Short task | Count the lines in the entries below that contain the string "fallen", matching case exactly, and give only that number.

[START Supplied material]

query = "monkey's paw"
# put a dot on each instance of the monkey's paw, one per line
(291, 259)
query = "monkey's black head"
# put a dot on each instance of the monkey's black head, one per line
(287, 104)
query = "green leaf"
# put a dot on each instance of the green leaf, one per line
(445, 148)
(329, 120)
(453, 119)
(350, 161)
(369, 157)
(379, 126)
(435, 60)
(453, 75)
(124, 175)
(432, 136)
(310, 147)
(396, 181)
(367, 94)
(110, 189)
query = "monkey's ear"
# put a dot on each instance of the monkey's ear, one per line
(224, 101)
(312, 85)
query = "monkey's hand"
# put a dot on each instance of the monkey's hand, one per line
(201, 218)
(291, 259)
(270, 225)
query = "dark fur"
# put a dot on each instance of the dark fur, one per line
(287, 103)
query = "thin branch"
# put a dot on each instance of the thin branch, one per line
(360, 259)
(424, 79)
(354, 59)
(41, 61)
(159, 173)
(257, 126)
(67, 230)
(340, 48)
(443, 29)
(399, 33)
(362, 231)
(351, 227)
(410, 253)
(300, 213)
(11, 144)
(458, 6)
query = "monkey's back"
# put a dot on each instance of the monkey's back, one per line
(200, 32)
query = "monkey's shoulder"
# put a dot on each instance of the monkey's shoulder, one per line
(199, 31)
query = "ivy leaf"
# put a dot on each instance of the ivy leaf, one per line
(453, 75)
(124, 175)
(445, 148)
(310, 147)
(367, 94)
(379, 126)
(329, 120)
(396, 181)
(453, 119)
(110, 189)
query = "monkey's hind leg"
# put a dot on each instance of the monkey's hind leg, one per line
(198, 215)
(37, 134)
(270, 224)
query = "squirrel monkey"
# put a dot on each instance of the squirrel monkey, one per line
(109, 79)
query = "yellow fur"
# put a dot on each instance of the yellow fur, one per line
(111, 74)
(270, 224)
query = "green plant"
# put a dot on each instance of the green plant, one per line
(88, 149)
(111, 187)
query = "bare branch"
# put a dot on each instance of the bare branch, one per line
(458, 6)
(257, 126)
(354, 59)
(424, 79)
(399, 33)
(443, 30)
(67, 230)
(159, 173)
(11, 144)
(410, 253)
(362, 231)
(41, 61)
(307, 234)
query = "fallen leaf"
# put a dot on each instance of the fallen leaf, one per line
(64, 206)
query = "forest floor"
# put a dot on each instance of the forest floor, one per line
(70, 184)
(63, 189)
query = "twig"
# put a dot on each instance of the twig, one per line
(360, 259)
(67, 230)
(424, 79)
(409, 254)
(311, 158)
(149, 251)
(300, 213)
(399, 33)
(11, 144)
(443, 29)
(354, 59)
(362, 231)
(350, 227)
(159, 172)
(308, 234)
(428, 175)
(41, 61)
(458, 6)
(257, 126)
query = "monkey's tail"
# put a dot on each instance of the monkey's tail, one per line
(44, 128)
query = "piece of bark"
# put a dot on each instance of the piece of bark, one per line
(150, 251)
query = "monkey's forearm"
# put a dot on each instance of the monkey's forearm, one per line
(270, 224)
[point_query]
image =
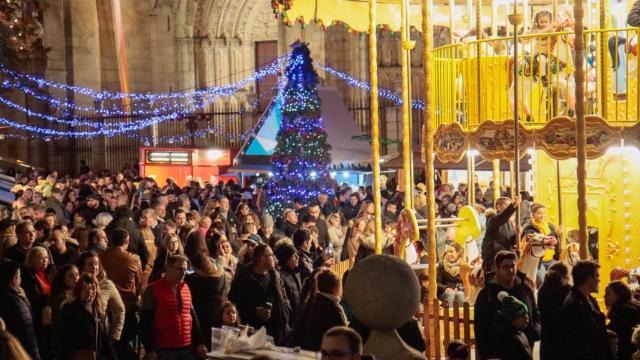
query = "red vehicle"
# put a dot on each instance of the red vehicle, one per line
(183, 164)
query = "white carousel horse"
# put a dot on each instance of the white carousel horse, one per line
(538, 73)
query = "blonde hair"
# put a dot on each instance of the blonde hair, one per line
(30, 260)
(10, 347)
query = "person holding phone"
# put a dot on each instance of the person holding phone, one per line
(258, 292)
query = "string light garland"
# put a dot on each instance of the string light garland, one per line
(354, 82)
(145, 140)
(139, 109)
(139, 125)
(300, 100)
(271, 69)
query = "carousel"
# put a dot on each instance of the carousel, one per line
(557, 81)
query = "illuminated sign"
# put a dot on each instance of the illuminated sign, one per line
(168, 157)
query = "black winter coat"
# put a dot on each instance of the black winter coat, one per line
(446, 280)
(583, 326)
(633, 19)
(532, 229)
(292, 286)
(247, 294)
(499, 235)
(323, 232)
(84, 331)
(510, 343)
(206, 297)
(486, 313)
(136, 240)
(550, 299)
(38, 301)
(15, 312)
(623, 318)
(322, 314)
(289, 229)
(349, 211)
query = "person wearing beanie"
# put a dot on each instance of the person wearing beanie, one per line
(457, 350)
(288, 266)
(513, 318)
(266, 229)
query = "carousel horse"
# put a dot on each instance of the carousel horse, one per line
(538, 74)
(534, 248)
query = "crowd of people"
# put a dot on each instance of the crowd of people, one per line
(117, 266)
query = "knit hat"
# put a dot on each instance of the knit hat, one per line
(284, 252)
(266, 220)
(254, 239)
(512, 308)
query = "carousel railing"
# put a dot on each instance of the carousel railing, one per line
(474, 81)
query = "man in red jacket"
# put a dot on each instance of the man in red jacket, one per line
(169, 325)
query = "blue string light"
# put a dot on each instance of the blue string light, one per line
(139, 125)
(271, 69)
(145, 140)
(354, 82)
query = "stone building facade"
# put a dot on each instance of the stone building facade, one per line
(180, 45)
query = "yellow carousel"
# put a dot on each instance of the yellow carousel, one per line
(558, 81)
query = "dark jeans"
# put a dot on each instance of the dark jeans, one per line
(613, 44)
(123, 346)
(176, 354)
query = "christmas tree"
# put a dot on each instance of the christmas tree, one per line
(301, 159)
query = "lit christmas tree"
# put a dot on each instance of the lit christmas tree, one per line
(301, 159)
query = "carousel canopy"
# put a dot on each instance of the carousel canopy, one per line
(355, 13)
(395, 161)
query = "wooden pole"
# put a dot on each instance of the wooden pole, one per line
(471, 193)
(452, 8)
(512, 177)
(516, 147)
(469, 11)
(406, 107)
(602, 55)
(560, 218)
(496, 181)
(428, 143)
(375, 122)
(578, 14)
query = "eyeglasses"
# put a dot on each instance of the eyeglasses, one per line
(332, 355)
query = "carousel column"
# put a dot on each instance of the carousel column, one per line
(428, 150)
(496, 181)
(406, 46)
(578, 14)
(602, 57)
(86, 67)
(471, 186)
(375, 122)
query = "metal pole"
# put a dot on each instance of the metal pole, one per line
(375, 122)
(452, 7)
(428, 143)
(578, 14)
(516, 164)
(560, 217)
(496, 181)
(406, 102)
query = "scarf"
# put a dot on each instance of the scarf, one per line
(453, 268)
(545, 229)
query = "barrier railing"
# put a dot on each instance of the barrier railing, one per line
(443, 323)
(474, 81)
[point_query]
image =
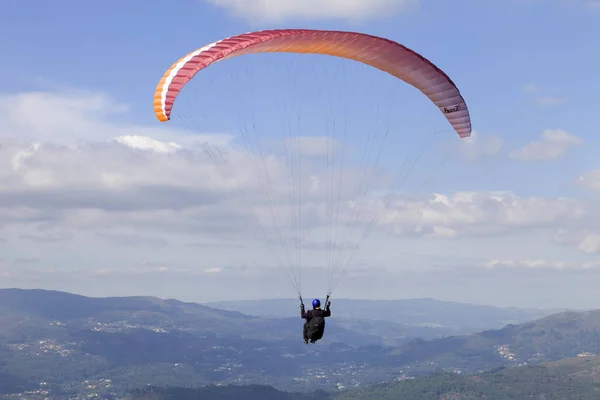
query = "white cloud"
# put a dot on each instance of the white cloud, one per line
(591, 180)
(586, 240)
(478, 146)
(550, 100)
(277, 10)
(103, 199)
(541, 98)
(478, 213)
(541, 264)
(553, 144)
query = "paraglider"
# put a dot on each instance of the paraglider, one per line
(383, 54)
(314, 327)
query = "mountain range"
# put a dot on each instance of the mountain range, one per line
(65, 344)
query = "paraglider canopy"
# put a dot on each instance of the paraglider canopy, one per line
(383, 54)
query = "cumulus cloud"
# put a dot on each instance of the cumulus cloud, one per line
(541, 98)
(541, 264)
(190, 202)
(479, 146)
(478, 213)
(591, 180)
(553, 144)
(277, 10)
(586, 240)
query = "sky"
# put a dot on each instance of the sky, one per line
(279, 169)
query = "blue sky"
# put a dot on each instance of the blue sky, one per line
(85, 74)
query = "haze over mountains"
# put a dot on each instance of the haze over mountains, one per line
(110, 346)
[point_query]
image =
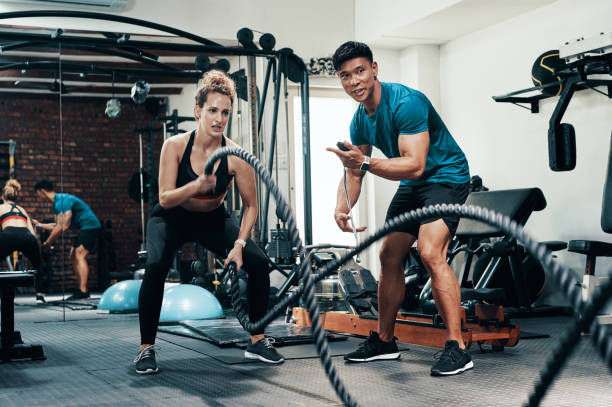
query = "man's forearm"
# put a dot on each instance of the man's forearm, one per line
(353, 183)
(55, 232)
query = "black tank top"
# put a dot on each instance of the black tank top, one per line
(186, 174)
(13, 213)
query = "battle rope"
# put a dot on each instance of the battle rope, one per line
(586, 312)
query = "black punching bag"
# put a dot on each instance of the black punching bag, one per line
(543, 72)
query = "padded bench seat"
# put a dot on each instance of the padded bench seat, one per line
(491, 295)
(591, 247)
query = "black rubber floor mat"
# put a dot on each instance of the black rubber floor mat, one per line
(226, 333)
(233, 355)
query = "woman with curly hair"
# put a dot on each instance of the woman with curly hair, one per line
(17, 231)
(191, 209)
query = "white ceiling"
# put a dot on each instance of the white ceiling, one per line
(451, 21)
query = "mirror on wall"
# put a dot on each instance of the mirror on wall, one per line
(30, 150)
(117, 109)
(91, 118)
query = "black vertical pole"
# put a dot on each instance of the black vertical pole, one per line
(277, 86)
(151, 169)
(271, 62)
(306, 158)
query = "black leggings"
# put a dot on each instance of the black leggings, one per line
(168, 230)
(20, 239)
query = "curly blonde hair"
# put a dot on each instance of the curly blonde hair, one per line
(11, 190)
(215, 81)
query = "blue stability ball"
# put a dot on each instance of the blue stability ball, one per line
(187, 301)
(121, 297)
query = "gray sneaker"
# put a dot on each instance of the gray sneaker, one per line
(145, 361)
(264, 351)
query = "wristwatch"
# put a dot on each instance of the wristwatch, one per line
(365, 165)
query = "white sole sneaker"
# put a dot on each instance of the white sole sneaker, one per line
(385, 356)
(255, 356)
(148, 371)
(468, 366)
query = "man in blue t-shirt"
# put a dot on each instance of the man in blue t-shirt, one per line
(71, 211)
(431, 168)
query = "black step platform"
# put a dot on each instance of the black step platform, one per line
(13, 347)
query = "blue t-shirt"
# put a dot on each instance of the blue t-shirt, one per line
(82, 216)
(403, 110)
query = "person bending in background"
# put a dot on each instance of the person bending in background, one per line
(422, 154)
(17, 231)
(191, 209)
(71, 211)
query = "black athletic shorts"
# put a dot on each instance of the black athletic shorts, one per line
(87, 238)
(408, 197)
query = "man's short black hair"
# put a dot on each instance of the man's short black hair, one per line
(350, 50)
(43, 184)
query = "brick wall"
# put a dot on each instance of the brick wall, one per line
(94, 158)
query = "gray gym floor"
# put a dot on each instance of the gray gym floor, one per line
(89, 363)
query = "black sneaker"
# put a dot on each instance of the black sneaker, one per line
(264, 351)
(374, 349)
(78, 295)
(145, 361)
(453, 360)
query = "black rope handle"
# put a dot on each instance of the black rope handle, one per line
(561, 276)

[END Supplied material]

Response below | 2